**WRITTEN INSTRUCTION:**
Rewrite the records below with each "Target" renamed to "Object", leaving every other part unchanged.

Point labeling records
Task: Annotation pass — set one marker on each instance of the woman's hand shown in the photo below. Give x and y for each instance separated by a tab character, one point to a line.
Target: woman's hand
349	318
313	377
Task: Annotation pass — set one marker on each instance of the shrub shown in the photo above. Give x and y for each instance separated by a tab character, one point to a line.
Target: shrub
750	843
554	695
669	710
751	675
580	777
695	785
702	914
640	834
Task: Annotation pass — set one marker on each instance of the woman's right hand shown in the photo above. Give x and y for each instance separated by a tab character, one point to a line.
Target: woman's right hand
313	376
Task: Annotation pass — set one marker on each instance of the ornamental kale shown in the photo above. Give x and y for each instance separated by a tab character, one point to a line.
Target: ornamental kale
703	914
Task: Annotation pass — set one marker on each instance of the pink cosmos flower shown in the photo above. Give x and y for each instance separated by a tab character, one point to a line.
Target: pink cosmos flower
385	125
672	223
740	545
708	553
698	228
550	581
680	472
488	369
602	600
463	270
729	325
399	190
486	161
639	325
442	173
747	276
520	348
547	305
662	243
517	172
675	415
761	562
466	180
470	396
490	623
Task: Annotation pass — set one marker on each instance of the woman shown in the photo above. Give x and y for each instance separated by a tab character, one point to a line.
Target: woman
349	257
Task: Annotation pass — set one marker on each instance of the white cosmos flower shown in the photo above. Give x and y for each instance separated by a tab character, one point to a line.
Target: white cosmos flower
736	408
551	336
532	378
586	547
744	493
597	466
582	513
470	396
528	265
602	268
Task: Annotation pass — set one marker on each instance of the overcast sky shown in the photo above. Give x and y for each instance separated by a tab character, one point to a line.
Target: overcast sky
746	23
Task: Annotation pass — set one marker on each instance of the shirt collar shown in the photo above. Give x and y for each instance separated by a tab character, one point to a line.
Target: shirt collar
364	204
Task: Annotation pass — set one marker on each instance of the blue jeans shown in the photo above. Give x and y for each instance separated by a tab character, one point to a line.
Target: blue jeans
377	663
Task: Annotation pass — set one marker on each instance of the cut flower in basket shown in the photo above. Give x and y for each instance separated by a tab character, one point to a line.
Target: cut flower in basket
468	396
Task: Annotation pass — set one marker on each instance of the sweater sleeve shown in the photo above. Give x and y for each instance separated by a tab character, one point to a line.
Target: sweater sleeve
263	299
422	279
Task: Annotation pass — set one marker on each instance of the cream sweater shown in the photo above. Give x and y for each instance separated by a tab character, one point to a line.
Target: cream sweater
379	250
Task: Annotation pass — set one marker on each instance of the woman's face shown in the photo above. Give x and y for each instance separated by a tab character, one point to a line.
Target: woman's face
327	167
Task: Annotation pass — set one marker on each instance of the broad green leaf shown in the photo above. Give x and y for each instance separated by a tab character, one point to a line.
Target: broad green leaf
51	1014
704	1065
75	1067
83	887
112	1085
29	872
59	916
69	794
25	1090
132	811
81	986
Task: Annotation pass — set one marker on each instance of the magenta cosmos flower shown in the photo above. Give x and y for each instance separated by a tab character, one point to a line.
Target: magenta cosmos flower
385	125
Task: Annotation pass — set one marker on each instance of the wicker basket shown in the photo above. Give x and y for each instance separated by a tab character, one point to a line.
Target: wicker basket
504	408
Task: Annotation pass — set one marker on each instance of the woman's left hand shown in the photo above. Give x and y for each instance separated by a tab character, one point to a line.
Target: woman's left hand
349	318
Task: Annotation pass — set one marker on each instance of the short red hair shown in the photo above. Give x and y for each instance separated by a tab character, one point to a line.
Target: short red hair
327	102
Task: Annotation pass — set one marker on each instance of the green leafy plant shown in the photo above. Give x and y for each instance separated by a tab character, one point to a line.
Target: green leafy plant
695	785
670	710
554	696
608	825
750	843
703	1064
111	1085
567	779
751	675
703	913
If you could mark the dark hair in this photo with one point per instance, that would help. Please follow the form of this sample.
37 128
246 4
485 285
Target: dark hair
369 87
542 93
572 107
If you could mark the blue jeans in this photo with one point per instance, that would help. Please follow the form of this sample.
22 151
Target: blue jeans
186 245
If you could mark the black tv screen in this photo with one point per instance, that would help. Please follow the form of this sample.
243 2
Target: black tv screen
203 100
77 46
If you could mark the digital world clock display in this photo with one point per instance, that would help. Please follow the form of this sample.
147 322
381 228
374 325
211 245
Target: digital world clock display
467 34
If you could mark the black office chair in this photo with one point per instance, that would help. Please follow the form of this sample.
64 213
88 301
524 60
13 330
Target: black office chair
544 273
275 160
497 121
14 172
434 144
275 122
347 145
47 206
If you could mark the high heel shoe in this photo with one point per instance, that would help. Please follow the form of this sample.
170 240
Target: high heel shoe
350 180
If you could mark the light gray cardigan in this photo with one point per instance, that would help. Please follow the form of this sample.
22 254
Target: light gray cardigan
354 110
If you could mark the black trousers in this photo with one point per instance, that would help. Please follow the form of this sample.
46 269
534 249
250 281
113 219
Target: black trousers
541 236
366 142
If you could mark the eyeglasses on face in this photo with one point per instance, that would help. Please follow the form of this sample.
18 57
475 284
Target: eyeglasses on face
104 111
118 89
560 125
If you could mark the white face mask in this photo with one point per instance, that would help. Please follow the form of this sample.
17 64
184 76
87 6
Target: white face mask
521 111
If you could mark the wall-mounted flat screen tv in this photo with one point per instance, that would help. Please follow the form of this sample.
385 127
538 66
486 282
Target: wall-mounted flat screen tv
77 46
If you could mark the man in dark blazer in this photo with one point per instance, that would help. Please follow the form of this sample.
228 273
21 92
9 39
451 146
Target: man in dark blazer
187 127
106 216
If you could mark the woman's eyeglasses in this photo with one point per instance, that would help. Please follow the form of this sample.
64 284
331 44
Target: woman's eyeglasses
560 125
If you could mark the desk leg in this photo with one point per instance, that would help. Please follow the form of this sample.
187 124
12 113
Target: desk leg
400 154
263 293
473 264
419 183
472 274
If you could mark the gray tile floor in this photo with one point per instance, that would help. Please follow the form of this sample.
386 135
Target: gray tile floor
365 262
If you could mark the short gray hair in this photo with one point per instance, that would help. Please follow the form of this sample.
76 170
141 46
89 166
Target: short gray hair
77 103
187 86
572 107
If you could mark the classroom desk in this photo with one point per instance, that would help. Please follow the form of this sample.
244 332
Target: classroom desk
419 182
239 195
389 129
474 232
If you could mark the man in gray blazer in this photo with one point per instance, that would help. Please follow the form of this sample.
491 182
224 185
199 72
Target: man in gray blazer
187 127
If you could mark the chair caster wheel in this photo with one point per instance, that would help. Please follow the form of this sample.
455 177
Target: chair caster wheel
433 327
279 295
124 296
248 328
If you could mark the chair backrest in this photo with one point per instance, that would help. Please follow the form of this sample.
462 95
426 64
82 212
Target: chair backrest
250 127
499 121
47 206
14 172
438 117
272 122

**REPLY:**
Task: Annotation pass — set one marker on each instance of the woman's hand shown in the photo below. Give x and y for each instance separated by a tab character, one point to a line.
Object: woman's hand
349	318
313	377
Task: Annotation pass — set one marker on each instance of the shrub shown in the photo above. Give x and y for each instance separated by a tab character, one point to a line.
Object: shrub
750	843
554	695
669	710
751	675
580	777
695	785
702	914
640	834
Task: Annotation pass — set one marker on each instance of the woman's right hand shown in the photo above. Give x and y for each instance separated by a tab character, one point to a line.
Object: woman's right hand
313	376
Task: Annotation pass — set one marker on each instance of the ornamental kale shown in the photo above. Give x and y for each instance separated by a tab character, one point to a line.
Object: ornamental kale
703	914
Task: Annotation pass — set one marker on each instance of the pink cosmos flower shown in the photo above. Give x and y for each instance separated by a tab character, one point to a line.
Object: pink cosmos flower
385	125
672	223
740	545
708	553
698	228
550	581
680	472
488	369
602	600
463	270
729	325
399	190
486	161
639	325
442	173
747	276
520	348
547	305
662	243
517	172
675	415
761	562
466	180
470	396
490	623
Task: Annotation pass — set one marker on each instance of the woman shown in the photo above. Give x and y for each instance separated by a tab character, one point to a line.
Object: woman
349	257
Task: Annotation pass — set one marker on each instance of the white cosmos flower shown in the photo above. Give x and y for each instance separated by a tab character, one point to a line.
Object: white cosmos flower
736	408
551	336
532	378
586	547
744	493
597	466
582	513
470	396
528	265
602	268
Task: Annotation pass — set one marker on each instance of the overcast sky shown in the photo above. Give x and y for each instance separated by a tab character, one point to a line.
Object: overcast sky
746	23
Task: Annotation pass — set one marker on each instance of the shirt collar shown in the photo above. Give x and y for each instance separated by a tab character, one point to a line.
Object: shirt collar
364	204
Task: Annotation pass — set one marker on each instance of the blue jeans shown in the photo above. Give x and y for each instance separated by a tab character, one point to a line.
Object: blue jeans
377	663
Task: Annotation pass — set one marker on each instance of the cut flower in basket shown in the photo above. Give x and y for each instance separated by a tab character, one point to a line.
Object: cut flower in basket
468	396
Task: Annotation pass — set one marker on each instance of the sweater sleeve shown in the photo above. Give x and y for each instance separated by a tab character, one point to a line.
Object: sweater sleeve
263	299
422	279
Task: Annotation pass — set one marker on each instance of the cream sweater shown in the photo above. Give x and y for each instance separated by a tab character, one point to a line.
Object: cream sweater
379	250
Task: Annotation pass — set one marker on each instance of the woman's face shown in the photo above. Give x and y for each instance separated by a tab character, one point to a line.
Object: woman's face
327	167
Task: Annotation pass — set one marker on each instance of the broad green leaf shown in the photo above. Give x and y for each instance separated by a tab character, one point to a line.
Object: broad green leaf
51	1014
704	1065
75	1067
83	887
112	1085
29	872
59	916
69	794
25	1090
132	811
81	986
Task: Annotation pass — set one marker on each instance of the magenta cosmos flower shown in the photo above. Give x and y for each instance separated by a tab character, one point to a line.
Object: magenta cosmos flower
385	125
Task: Annotation pass — set one marker on each instance of the wicker basket shown in the photo above. Give x and y for each instance separated by a tab character, one point to a line.
Object: wicker basket
504	408
Task: Annotation pass — set one marker on each instance of the woman's left hand shown in the photo above. Give x and y for each instance separated by a tab character, one point to a line.
Object: woman's left hand
349	318
Task: Annotation pass — set one marker on each instance of the short red hair shown in the photo above. Give x and y for each instance separated by a tab character, one point to a line.
Object: short red hair
327	102
Task: Annotation pass — set one marker on each instance of the green leafy plant shown in the photo above. Give x and y for each instance separated by a tab character, one point to a line.
Object: green leafy plant
695	785
670	710
554	696
608	825
750	843
703	1064
111	1085
567	779
751	675
703	913
If you could mark the dark hair in this photo with one point per instance, that would help. Please follow the form of this sample.
37 128
246 4
485 285
Object: dark hair
369 87
542 93
572 107
If you could mark the blue jeans in this photo with one point per instance, that would help. Please follow the form of this sample.
22 151
Object: blue jeans
186 245
If you could mark the black tv screen in this photo with one point per instance, that would help. Please follow the form of this sample.
243 2
Object: black tv screen
203 100
77 46
If you could mark the digital world clock display in this photo with one point per instance, that would help. Please follow the form of this sample.
147 322
381 228
374 325
211 245
Object: digital world clock display
467 34
If you could mark the black office chair in this photo with one point per instance, that would help. Please follow the form of this sample.
64 213
88 301
524 60
13 330
Object: black office chair
544 273
275 160
497 121
14 172
434 144
275 122
347 145
47 206
If you could mark the high heel shoe in this photo with one point per instance, that would help. Please follow the form of this sample.
170 240
Object: high heel shoe
350 180
If you could mark the light gray cardigan in this photo with one point per instance, that would help. Please follow the form of this sample.
22 254
Object: light gray cardigan
354 110
If you could mark the black trousers in this photo with one point per instance, that would help. Please follow the form of this sample.
46 269
534 249
250 281
113 219
Object: black trousers
541 236
366 142
If you could mark the eyeglasses on face in this photo with one point per instance, that would help. Please follow the form of this sample.
18 57
475 284
Object: eyeglasses on face
104 111
118 89
560 125
If you could mark the white face mask in this photo with one point per instance, that would help. Please follow the form of this sample.
17 64
184 76
87 6
Object: white face mask
521 111
If you could mark the wall-mounted flat screen tv in this photo with one point per instance, that would help. Please follow the form of this sample.
385 127
538 66
486 282
Object: wall-mounted flat screen tv
77 46
If you could mark the man in dark blazer in this photo with one point per instance, that would help. Please follow the form of this sample.
228 273
21 92
9 39
451 146
Object: man in dark blazer
187 127
106 216
If you could mark the woman's eyeglasses in this photo with one point per instance, that would help. Please follow the form of this sample.
64 284
331 44
Object: woman's eyeglasses
560 125
If you could mark the desk leg in this photo with one point per instance, that would help. Please follow the form of this sample.
187 124
12 113
Object: desk leg
400 154
263 293
473 264
419 183
472 274
If you could mark the gray tile floor in this photo with one point per instance, that would help. Please follow the form of this sample.
386 135
Object: gray tile floor
365 262
If you could mark the short gray hair in this photo with one point per instance, that would help. Please follow the form of this sample.
76 170
141 46
89 166
Object: short gray hair
77 103
187 86
572 107
If you could mark the classroom desk in this photo with one point per instance, that would help. Please follow the form of this sample.
244 332
Object: classroom desk
419 182
239 195
389 129
474 232
If you could mark the man in gray blazer in this photo with one point per instance, that would help. Please follow the form of this sample.
491 182
224 185
199 72
Object: man in gray blazer
187 127
If you could mark the chair caster wheel in this photo with one point per instance, that would help. Please follow the form of this sample.
455 177
Object: chair caster wheel
433 327
279 295
124 296
248 328
If you could mark the chair backrest in this photo with one point per instance, that would help. Please follow the form of this sample.
462 95
426 64
82 212
Object: chair backrest
250 127
499 121
47 206
14 172
438 117
272 122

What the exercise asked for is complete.